(Stored data entries)
▶
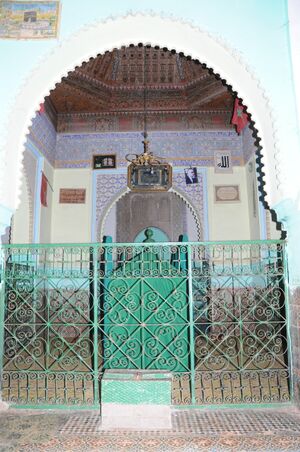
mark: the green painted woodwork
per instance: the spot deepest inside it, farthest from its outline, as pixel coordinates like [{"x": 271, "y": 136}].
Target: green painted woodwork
[
  {"x": 136, "y": 388},
  {"x": 213, "y": 314},
  {"x": 146, "y": 318}
]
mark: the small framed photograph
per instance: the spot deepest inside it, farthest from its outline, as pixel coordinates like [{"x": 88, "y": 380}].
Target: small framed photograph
◀
**Task description**
Scan the entries above for the word "inside", then copy every line in which it occurs.

**Task result**
per instance: the spot deepest inside it, farthest from its outline, as pixel coordinates like [{"x": 271, "y": 136}].
per instance: the spot deepest inside it, farthest from its outline, as pixel coordinates like [{"x": 88, "y": 380}].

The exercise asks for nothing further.